··· Data for processing

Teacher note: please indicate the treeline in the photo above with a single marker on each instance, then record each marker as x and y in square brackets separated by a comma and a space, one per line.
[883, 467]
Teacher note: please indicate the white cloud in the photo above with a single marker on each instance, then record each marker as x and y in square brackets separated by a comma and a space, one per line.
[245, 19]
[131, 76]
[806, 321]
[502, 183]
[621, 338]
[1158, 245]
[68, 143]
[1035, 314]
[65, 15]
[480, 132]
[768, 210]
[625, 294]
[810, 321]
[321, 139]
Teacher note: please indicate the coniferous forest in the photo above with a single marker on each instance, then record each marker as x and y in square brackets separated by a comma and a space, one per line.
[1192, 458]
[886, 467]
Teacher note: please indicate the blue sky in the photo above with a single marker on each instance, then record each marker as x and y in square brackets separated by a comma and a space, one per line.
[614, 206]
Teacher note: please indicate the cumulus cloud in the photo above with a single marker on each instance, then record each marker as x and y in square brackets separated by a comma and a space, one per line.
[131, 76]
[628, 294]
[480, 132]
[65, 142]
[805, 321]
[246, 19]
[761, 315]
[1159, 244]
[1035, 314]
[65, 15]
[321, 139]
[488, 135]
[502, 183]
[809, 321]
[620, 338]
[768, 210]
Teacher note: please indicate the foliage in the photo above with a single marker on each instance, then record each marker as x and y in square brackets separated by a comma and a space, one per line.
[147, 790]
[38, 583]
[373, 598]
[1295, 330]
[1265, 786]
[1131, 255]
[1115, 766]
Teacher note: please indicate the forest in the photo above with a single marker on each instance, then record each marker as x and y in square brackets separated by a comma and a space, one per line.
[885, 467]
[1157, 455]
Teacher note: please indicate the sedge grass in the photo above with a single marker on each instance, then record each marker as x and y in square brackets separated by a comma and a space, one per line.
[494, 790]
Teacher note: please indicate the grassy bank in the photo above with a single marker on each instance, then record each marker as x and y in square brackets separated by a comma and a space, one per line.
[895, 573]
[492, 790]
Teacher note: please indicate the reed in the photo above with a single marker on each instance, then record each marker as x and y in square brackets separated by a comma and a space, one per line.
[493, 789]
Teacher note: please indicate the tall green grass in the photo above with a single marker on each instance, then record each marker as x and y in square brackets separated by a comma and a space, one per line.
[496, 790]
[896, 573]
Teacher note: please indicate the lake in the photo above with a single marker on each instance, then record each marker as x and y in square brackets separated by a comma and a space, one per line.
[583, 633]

······

Try it - Transcribe the full listing exactly, keeping every word as it is.

Solution to the exercise -
Teacher note: please indicate the treeline in the photo above with a single marker on each instance, then record each marker as x and y in square brackets separated by a comma and a space, one per line.
[883, 467]
Teacher note: please indicate the white cloud in the photo above with a single marker on each instance, then record each marker as x and y in square brackets separated by a comma and a space, one per line.
[245, 19]
[131, 76]
[806, 321]
[502, 183]
[621, 338]
[1158, 245]
[68, 143]
[1035, 314]
[65, 15]
[480, 132]
[768, 210]
[625, 294]
[810, 321]
[321, 139]
Teacher note: please indicate the coniferous forest in the photo above with a single marker on each instance, then record each marker as x and y in square brackets separated by a comma and a space, one per line.
[1192, 458]
[886, 467]
Teacher note: please indicate the blue sky in the photo above with a single marker on each instance, then record each marker as x and y in square brackets separated by a comma and a space, one per line.
[614, 206]
Teacher note: please indicate the cumulus cloud in the photo above with a single marker on each instance, then record each marker as x and y in square brackets separated by a comma and a space, one per line.
[131, 76]
[628, 294]
[480, 132]
[65, 142]
[805, 321]
[246, 19]
[761, 315]
[1159, 244]
[1035, 314]
[65, 15]
[321, 139]
[488, 135]
[502, 183]
[809, 321]
[620, 338]
[768, 210]
Teacher note: please indicate the foliage in the photo above with a single marker on each instance, then record each marker as x and y in square brackets separated by a comma and a space, one per line.
[147, 790]
[38, 583]
[373, 598]
[1295, 330]
[1265, 786]
[1131, 255]
[1115, 766]
Teacher note: please indicate the forest in the photo above with a single marker on each instance, then record each marker as x and y in square brackets separated by a comma and a space, one per line.
[885, 467]
[1157, 455]
Teacher note: please indicate the sedge grass in the photo above with a single marker on each instance, then record each marker as x and y in square brackets separated by a comma and a space, one per line.
[494, 790]
Teacher note: please indicate the grassy bank in the photo above with a single marker on each instance, then record each marker as x and y in square brackets separated by a comma and a space, one per line.
[895, 573]
[492, 790]
Teacher note: please indicate the reed in the photo above with a single marker on each instance, then record each marker as x and y in square brackets separated by a comma and a space, one per line.
[493, 789]
Teacher note: please indicate the tall green grass in the photo above with a single marker on each instance, then record each marker as x and y in square brackets separated by a comma and a space, one per line.
[496, 790]
[896, 573]
Teacher note: please indicate the lake in the photo above with a single marker on each instance, then record each marker as x and y in square brackets separated by a comma and a space, one per line.
[583, 633]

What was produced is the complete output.